» **What is needed**: In the Times Square blog post below, copy the passage starting with "When I think" and going on through "very, very cool.", substituting "sign" for "billboard".

Thursday, November 13, 2008

Serenity in Times Square? Come on...

When I think of peaceful and serene, New York's Times Square is not the first place that pops to mind. Which may be why seeing a lighted billboard right there, in one of the busiest places in the country, featuring the new Welcome to Serenity website almost knocked me out of my chair. Finally, after years and years of staring up at all those amazing Times Square ads for plays, I'm actually in lights on Broadway! This is very, very cool.

Okay, it's not really me, but the fabulous website created by Jeanne Devlin at Nancy Berland Public Relations and Cissy Hartley of Writerspace. I've been telling you for a while now about, the companion website to my new holiday novel in the Sweet Magnolia series. It is jam-packed with recipes, nifty gift ideas, holiday traditions and decor, and even some serene thoughts to keep in mind as you head for the mall.

The image from Times Square, ironically, came in an email as I was in the midst of planning my own holiday trip to New York. This afternoon I felt a sudden need to visit all the sparkle and chaos that is New York at Christmas. Now I know why this impulse struck me. It was pure holiday magic.

Over the years I've seen a lot of things in Times Square, from the (almost) naked singing cowboy to a pretty impressive fire, from David Blayne doing one of his bizarre magic acts to human gridlock while trying to cross Broadway. And none of this involved being there for New Year's eve, which may be the craziest time of the year ever in this world-famous section of the city.

» **Information provided**:
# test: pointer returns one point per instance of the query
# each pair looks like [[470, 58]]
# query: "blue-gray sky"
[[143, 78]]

» **Exercise answer**:
When I think of peaceful and serene, New York's Times Square is not the first place that pops to mind. Which may be why seeing a lighted sign right there, in one of the busiest places in the country, featuring the new Welcome to Serenity website almost knocked me out of my chair. Finally, after years and years of staring up at all those amazing Times Square ads for plays, I'm actually in lights on Broadway! This is very, very cool.